§ **EXERCISE DIRECTIONS**
All the data should be transcribed exactly, with every line kept.
━━━━━ EXTRACTED RECORDS
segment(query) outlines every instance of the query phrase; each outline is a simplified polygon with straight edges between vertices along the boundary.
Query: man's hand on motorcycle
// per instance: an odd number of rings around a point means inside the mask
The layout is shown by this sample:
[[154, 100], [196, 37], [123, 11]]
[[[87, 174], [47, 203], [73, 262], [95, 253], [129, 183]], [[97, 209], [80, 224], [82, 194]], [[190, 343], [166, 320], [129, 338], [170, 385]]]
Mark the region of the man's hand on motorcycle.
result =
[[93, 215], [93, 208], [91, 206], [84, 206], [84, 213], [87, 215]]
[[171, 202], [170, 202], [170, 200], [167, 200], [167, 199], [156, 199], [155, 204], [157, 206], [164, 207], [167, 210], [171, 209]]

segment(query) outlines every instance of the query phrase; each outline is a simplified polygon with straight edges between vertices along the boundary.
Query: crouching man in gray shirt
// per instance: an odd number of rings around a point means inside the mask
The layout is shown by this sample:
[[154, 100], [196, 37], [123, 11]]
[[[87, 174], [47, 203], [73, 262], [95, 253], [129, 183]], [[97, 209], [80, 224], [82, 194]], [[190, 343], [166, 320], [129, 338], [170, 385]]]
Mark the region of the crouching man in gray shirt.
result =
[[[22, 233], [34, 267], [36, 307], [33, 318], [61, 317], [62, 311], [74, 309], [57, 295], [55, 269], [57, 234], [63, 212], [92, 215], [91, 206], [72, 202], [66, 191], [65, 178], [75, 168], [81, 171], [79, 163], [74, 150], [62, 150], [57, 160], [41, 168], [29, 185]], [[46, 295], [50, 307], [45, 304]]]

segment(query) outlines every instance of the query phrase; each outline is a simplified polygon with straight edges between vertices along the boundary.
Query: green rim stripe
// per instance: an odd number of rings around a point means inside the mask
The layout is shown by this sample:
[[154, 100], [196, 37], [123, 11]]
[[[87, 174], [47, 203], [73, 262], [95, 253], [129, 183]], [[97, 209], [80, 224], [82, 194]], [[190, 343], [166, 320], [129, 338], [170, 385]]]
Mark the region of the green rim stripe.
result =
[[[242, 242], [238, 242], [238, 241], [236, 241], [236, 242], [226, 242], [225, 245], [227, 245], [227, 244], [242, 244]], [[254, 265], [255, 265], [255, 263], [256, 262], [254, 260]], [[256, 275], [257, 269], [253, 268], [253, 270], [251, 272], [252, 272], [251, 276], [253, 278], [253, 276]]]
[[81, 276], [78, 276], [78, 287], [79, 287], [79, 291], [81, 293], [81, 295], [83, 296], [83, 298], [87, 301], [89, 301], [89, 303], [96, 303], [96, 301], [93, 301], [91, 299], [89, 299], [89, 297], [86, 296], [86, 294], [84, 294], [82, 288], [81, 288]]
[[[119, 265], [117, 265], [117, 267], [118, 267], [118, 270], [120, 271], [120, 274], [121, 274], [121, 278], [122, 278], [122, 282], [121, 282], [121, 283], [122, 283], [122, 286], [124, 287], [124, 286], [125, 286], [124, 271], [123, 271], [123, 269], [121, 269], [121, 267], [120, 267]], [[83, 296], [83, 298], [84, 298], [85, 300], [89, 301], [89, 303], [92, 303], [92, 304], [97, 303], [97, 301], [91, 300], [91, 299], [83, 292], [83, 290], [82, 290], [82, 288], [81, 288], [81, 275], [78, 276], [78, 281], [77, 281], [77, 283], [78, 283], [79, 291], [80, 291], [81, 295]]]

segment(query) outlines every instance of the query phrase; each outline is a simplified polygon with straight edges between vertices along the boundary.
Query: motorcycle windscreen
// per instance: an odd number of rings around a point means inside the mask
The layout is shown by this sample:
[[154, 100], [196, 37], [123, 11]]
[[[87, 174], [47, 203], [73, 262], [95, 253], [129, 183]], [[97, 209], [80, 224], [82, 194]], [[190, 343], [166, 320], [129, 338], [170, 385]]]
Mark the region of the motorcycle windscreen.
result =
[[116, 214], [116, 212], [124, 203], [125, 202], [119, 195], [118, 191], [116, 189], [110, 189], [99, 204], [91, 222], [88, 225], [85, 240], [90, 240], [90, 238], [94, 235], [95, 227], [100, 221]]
━━━━━━━━━━
§ **RESPONSE TO THE TASK**
segment(query) outlines every instance of the query phrase; each outline is a simplified polygon with straight edges between vertices along the boundary.
Query: man's hand on motorcycle
// per instance: an odd number of rings around a point means inside the mask
The layout is shown by this sample:
[[154, 100], [196, 37], [123, 11]]
[[[87, 174], [47, 203], [73, 262], [95, 253], [129, 183]], [[97, 209], [80, 224], [82, 194]], [[190, 343], [166, 320], [129, 338], [170, 385]]]
Mark the region of the man's hand on motorcycle.
result =
[[93, 215], [93, 208], [91, 206], [84, 206], [84, 213], [87, 215]]
[[171, 202], [170, 202], [170, 200], [167, 200], [167, 199], [156, 199], [155, 204], [157, 206], [164, 207], [167, 210], [171, 209]]

segment(query) outlines every instance of the query phrase; each outline is a simplified polygon with straight edges between vertices along the boundary.
Query: crouching man in gray shirt
// per instance: an odd number of rings around a point means inside the mask
The layout is shown by this sample:
[[154, 100], [196, 37], [123, 11]]
[[[87, 174], [47, 203], [73, 262], [95, 253], [129, 183]], [[97, 209], [80, 224], [82, 194]], [[190, 343], [166, 320], [129, 338], [170, 385]]]
Mark the region of the crouching man in gray shirt.
result =
[[[22, 233], [34, 267], [36, 307], [33, 318], [61, 317], [62, 311], [74, 309], [57, 295], [55, 269], [57, 234], [63, 212], [92, 215], [91, 206], [72, 202], [66, 191], [65, 178], [75, 168], [81, 171], [79, 163], [74, 150], [62, 150], [57, 160], [41, 168], [29, 185]], [[46, 295], [50, 307], [45, 304]]]

segment(query) outlines every instance of the query phrase; each outline is a simplified polygon with straight edges between vertices along the boundary.
Query: green rim stripe
// per instance: an odd number of rings around a point means inside the mask
The layout is shown by this sample:
[[154, 100], [196, 37], [123, 11]]
[[[87, 174], [47, 203], [73, 262], [95, 253], [129, 183]], [[97, 209], [80, 224], [82, 194]], [[190, 343], [166, 320], [129, 338], [170, 385]]]
Mark the region of the green rim stripe.
result =
[[[242, 242], [238, 242], [238, 241], [236, 241], [236, 242], [226, 242], [225, 245], [227, 245], [227, 244], [242, 244]], [[254, 265], [255, 265], [255, 263], [256, 262], [254, 260]], [[256, 275], [257, 269], [253, 268], [253, 270], [251, 272], [252, 272], [251, 276], [253, 278], [253, 276]]]
[[81, 276], [78, 276], [78, 287], [79, 287], [79, 291], [81, 293], [81, 295], [83, 296], [83, 298], [87, 301], [89, 301], [89, 303], [96, 303], [96, 301], [93, 301], [91, 299], [89, 299], [89, 297], [86, 296], [86, 294], [84, 294], [82, 288], [81, 288]]
[[[119, 265], [117, 265], [117, 267], [118, 267], [118, 270], [120, 271], [120, 274], [121, 274], [121, 278], [122, 278], [122, 282], [121, 282], [121, 283], [122, 283], [122, 286], [124, 287], [124, 286], [125, 286], [124, 271], [123, 271], [123, 269], [121, 269], [121, 267], [120, 267]], [[83, 296], [83, 298], [84, 298], [85, 300], [89, 301], [89, 303], [92, 303], [92, 304], [97, 303], [97, 301], [91, 300], [91, 299], [83, 292], [83, 290], [82, 290], [82, 288], [81, 288], [81, 275], [78, 276], [78, 281], [77, 281], [77, 283], [78, 283], [79, 291], [80, 291], [81, 295]]]

segment(query) outlines every instance of the query phrase; each outline is a simplified polygon with straight edges between vertices along the boundary.
Query: motorcycle windscreen
// per instance: an odd number of rings around a point means inside the mask
The layout is shown by this sample:
[[154, 100], [196, 37], [123, 11]]
[[[87, 174], [47, 203], [73, 262], [95, 253], [129, 183]], [[97, 209], [80, 224], [82, 194]], [[190, 343], [166, 320], [129, 338], [170, 385]]]
Mark the region of the motorcycle windscreen.
result =
[[116, 214], [116, 212], [124, 203], [125, 202], [119, 195], [118, 191], [116, 189], [110, 189], [99, 204], [91, 222], [88, 225], [85, 240], [90, 240], [90, 238], [94, 235], [95, 227], [100, 221]]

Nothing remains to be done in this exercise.